(The data begins)

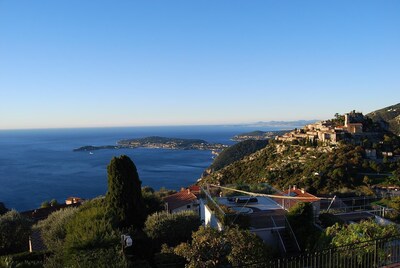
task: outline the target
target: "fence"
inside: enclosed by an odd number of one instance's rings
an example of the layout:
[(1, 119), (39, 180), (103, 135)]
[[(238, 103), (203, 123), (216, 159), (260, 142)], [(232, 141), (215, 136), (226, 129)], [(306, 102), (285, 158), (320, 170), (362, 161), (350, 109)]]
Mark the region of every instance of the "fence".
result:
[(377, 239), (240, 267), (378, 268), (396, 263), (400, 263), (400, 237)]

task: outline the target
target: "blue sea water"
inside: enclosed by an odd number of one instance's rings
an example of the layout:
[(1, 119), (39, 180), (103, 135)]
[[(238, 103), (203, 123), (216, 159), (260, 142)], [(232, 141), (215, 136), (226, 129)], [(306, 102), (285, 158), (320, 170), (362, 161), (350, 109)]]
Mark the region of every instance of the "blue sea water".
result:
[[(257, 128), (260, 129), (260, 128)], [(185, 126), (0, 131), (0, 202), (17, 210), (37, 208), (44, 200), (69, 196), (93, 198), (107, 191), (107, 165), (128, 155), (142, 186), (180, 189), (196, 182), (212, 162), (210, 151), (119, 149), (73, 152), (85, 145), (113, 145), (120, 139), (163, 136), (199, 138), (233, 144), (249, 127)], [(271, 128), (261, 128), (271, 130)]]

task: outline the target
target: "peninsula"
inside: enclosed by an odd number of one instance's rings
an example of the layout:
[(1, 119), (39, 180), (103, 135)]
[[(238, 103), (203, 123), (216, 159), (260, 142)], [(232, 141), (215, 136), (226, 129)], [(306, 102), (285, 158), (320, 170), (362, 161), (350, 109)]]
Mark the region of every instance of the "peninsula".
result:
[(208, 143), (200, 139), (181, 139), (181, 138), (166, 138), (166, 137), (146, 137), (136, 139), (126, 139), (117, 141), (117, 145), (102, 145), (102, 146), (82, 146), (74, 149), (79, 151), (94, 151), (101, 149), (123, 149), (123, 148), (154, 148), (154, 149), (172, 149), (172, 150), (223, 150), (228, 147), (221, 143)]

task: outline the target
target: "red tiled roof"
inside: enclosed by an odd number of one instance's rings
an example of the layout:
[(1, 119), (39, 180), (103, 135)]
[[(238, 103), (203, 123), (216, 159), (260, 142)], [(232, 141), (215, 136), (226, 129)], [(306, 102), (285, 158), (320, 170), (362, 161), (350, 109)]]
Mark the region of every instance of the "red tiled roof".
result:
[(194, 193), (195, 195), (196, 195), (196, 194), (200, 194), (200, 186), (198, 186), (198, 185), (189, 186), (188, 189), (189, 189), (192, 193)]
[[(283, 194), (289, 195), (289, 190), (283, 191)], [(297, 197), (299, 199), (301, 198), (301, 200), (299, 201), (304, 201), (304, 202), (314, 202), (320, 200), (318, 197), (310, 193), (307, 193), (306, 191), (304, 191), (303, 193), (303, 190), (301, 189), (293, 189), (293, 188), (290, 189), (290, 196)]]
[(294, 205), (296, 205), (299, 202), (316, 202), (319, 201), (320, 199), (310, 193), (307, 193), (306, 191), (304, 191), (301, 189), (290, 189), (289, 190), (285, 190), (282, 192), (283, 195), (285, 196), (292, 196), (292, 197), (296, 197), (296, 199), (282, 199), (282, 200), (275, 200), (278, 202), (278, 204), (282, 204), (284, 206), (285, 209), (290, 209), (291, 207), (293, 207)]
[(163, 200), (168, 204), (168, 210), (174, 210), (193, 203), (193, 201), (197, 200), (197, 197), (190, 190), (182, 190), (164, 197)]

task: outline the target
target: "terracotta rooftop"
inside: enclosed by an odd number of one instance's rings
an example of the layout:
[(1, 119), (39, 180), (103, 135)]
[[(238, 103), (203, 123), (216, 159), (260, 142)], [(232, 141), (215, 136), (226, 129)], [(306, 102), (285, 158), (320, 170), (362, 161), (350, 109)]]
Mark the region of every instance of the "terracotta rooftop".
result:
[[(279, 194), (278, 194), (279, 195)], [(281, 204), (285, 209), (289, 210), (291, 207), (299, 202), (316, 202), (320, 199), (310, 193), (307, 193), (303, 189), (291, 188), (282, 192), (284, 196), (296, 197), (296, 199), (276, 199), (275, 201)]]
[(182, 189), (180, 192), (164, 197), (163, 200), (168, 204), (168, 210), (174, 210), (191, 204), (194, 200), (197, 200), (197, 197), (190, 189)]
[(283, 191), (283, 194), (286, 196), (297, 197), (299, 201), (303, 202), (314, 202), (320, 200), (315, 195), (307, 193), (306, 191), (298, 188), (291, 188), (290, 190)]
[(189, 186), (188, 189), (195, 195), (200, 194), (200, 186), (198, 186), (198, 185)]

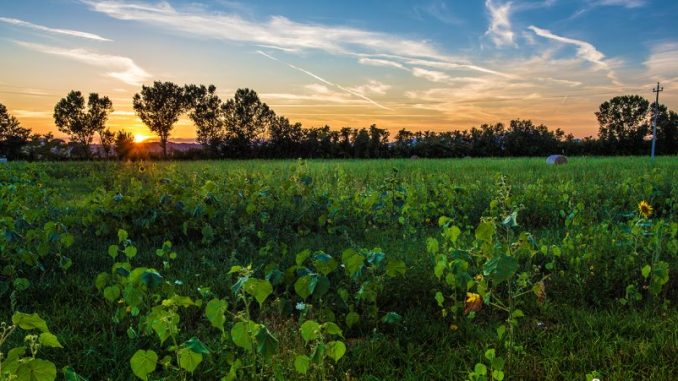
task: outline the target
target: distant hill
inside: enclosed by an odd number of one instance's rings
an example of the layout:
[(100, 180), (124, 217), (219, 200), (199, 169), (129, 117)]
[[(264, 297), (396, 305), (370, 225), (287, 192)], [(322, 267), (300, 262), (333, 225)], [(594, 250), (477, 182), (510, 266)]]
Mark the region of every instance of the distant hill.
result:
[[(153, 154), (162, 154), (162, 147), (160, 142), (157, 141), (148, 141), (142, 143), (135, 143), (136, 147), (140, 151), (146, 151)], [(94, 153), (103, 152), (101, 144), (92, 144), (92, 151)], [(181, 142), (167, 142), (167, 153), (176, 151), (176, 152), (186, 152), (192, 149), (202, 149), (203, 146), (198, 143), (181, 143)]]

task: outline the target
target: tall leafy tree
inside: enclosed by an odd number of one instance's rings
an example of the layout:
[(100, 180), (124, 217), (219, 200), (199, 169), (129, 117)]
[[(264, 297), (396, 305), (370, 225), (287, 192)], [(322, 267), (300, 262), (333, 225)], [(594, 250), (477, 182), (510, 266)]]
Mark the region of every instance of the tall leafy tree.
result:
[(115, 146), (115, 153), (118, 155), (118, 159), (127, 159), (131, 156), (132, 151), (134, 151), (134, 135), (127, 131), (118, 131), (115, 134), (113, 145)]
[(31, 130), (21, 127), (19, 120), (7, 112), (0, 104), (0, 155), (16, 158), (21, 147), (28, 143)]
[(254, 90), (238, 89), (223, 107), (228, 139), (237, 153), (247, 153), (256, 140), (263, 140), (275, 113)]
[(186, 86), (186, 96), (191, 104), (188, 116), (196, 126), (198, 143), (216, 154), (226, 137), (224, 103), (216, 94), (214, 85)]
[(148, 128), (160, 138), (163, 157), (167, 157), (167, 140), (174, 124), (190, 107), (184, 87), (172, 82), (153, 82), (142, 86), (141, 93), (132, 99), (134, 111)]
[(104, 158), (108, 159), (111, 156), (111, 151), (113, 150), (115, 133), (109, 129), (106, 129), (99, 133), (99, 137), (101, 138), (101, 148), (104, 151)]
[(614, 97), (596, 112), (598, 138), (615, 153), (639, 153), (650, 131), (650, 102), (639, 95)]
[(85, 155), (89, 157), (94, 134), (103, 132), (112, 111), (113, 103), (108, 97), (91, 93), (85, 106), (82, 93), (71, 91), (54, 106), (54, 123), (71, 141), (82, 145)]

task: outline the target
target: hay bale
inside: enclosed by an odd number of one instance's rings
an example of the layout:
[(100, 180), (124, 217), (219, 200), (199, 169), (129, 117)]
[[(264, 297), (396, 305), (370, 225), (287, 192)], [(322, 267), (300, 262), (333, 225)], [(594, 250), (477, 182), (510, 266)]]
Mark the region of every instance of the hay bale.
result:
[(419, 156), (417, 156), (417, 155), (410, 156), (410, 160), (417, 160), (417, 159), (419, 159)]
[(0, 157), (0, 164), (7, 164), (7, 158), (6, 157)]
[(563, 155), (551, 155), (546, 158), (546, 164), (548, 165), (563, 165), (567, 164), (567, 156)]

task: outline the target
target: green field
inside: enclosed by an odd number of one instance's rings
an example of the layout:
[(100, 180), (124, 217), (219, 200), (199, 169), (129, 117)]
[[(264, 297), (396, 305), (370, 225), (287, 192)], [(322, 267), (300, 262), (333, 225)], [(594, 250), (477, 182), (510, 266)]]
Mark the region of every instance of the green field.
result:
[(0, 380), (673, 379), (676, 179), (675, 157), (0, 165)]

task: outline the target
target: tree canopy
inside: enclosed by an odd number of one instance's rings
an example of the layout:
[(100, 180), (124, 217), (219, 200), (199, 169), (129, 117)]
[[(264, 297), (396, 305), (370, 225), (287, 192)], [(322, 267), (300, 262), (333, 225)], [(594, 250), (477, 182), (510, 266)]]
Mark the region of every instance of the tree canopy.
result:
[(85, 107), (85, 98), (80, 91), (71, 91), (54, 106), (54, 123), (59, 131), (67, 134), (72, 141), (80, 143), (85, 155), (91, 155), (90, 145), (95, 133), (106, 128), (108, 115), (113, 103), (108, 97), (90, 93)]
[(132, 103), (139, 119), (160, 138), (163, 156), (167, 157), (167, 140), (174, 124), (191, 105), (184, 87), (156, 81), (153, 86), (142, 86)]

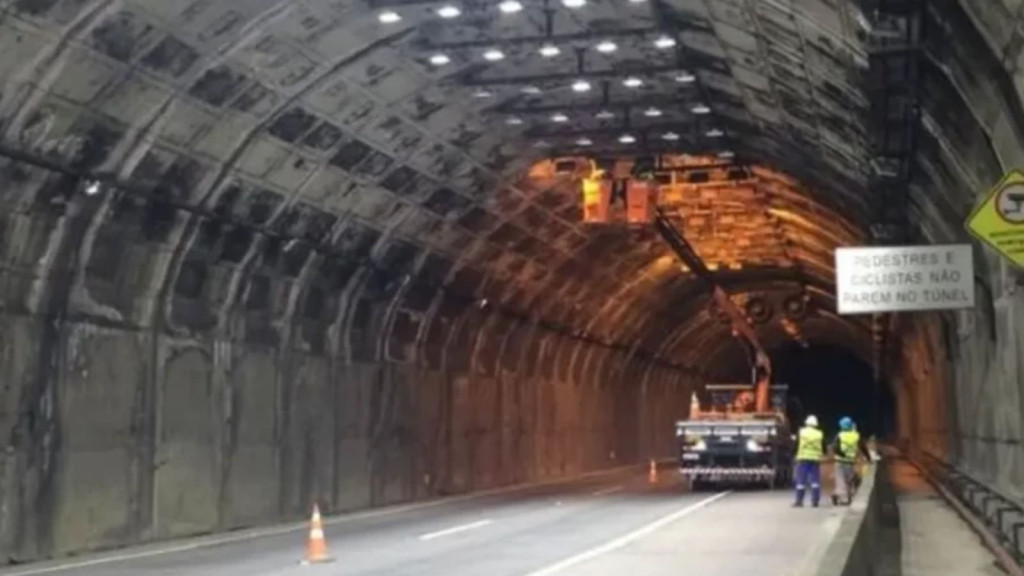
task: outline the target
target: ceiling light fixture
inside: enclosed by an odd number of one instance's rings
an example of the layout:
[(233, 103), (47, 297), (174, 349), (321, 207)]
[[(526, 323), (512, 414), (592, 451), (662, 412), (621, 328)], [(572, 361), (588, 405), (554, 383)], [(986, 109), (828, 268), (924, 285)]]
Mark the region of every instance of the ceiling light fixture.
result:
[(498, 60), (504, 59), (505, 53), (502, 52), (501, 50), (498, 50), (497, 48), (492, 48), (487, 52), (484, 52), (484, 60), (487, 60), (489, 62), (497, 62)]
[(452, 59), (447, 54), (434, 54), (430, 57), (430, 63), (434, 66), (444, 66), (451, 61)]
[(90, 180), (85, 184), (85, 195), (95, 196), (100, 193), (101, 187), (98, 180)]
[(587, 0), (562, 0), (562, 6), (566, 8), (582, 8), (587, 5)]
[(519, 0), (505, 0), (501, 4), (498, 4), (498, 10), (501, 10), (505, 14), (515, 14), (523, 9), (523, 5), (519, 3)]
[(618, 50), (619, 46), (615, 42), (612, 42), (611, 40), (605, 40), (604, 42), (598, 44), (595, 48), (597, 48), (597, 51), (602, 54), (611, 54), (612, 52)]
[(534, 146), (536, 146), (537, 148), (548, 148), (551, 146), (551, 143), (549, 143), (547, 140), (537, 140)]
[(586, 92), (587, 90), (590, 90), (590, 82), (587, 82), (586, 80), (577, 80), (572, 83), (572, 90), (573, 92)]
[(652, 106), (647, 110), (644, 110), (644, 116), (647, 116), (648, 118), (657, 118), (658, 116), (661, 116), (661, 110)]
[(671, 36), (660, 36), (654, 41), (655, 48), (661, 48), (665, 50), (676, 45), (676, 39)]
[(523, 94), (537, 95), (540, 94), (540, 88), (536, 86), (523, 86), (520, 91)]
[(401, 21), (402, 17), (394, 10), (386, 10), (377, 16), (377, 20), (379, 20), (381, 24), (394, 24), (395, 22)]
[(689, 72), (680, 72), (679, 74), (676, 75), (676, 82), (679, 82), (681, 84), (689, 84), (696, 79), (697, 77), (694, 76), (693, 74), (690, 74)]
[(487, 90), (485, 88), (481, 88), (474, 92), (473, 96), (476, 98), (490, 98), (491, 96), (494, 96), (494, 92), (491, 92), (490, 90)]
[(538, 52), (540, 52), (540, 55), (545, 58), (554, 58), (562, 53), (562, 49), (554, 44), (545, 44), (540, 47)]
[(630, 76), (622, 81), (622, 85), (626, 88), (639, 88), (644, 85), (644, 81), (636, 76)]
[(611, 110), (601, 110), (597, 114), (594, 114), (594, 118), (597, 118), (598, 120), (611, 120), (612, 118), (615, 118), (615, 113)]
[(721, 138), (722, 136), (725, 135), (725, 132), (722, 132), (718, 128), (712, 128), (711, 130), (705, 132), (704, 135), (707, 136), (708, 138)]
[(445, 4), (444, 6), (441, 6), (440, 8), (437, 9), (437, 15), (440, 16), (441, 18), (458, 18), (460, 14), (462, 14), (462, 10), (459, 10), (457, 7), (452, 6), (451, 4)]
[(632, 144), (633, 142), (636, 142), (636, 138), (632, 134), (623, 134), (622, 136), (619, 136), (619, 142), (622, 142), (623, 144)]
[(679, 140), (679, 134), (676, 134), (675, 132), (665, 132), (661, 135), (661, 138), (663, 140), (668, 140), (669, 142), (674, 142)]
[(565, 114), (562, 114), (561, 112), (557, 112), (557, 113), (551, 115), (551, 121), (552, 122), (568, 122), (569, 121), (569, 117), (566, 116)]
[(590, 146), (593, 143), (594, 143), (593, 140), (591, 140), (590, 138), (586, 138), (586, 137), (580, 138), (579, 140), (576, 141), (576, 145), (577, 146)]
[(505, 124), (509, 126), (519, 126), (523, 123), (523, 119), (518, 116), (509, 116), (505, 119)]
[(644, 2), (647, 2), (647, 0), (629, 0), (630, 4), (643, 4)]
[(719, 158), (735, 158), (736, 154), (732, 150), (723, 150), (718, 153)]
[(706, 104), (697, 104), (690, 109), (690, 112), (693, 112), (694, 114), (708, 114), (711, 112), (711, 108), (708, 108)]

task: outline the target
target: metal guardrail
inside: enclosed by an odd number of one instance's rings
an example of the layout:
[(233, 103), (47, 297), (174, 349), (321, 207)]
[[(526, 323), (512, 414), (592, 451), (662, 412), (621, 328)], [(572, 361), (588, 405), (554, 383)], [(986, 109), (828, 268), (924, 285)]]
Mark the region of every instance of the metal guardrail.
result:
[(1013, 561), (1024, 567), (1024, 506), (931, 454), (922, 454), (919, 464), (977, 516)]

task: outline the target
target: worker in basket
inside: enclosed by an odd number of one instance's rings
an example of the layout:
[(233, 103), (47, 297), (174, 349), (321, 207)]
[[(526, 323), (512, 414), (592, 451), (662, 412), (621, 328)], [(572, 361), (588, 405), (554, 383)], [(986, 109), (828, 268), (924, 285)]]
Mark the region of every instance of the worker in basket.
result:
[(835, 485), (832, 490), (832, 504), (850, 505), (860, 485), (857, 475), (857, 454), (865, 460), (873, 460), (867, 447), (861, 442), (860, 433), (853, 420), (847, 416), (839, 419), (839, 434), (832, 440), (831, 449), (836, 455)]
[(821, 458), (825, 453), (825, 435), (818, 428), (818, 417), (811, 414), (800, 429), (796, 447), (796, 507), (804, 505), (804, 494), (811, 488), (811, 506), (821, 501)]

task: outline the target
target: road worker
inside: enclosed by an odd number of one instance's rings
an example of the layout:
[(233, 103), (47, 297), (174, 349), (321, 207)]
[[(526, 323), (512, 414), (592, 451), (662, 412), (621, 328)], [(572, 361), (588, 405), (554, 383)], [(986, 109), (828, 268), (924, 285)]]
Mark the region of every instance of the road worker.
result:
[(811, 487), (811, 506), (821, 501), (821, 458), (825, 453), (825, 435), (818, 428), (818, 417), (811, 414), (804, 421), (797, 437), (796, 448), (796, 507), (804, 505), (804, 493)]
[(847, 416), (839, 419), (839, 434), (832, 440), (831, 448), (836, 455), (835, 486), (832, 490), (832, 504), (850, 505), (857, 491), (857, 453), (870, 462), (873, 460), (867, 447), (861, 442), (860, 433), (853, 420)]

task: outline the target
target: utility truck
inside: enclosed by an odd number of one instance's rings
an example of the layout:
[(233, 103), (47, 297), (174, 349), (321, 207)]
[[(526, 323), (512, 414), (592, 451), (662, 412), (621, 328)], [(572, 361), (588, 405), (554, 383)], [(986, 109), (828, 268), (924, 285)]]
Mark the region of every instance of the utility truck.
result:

(The data ends)

Work item - Using the data above, print exactly the lines from the line that contains "Mark the region of every instance of the metal" through the line that contains "target: utility truck", with both included.

Answer to the problem -
Mark the region of every instance of the metal guardrail.
result:
[(1013, 561), (1024, 567), (1024, 506), (931, 454), (922, 454), (919, 464), (977, 516)]

task: outline the target
target: worker in basket
inside: enclosed by an odd number of one instance's rings
an example of the layout:
[(233, 103), (47, 297), (174, 349), (321, 207)]
[[(526, 323), (512, 414), (592, 451), (662, 412), (621, 328)], [(572, 361), (588, 405), (554, 383)], [(986, 109), (828, 268), (924, 285)]]
Mark the region of every instance of the worker in basket.
result:
[(835, 485), (832, 490), (832, 504), (850, 505), (860, 485), (857, 475), (857, 454), (865, 460), (873, 460), (867, 447), (861, 442), (860, 433), (853, 420), (847, 416), (839, 419), (839, 434), (832, 440), (831, 449), (836, 455)]
[(821, 458), (825, 453), (825, 435), (818, 428), (818, 417), (811, 414), (800, 429), (796, 447), (796, 507), (804, 505), (804, 494), (811, 488), (811, 506), (821, 501)]

task: outline the target
target: road worker
inside: enclosed by an odd number of one instance's rings
an example of the layout:
[(233, 103), (47, 297), (174, 349), (321, 207)]
[[(526, 323), (512, 414), (592, 451), (662, 412), (621, 328)], [(572, 361), (588, 405), (554, 383)], [(986, 109), (828, 268), (924, 285)]]
Mark the region of every instance of the road worker.
result:
[(811, 487), (811, 506), (821, 501), (821, 458), (825, 453), (825, 435), (818, 428), (818, 417), (811, 414), (804, 421), (797, 437), (796, 448), (796, 507), (804, 505), (804, 493)]
[(847, 416), (839, 419), (839, 434), (832, 440), (831, 448), (836, 455), (835, 486), (832, 490), (832, 504), (850, 505), (857, 491), (857, 453), (870, 462), (873, 460), (867, 447), (861, 442), (860, 433), (853, 420)]

task: outline the target
target: utility truck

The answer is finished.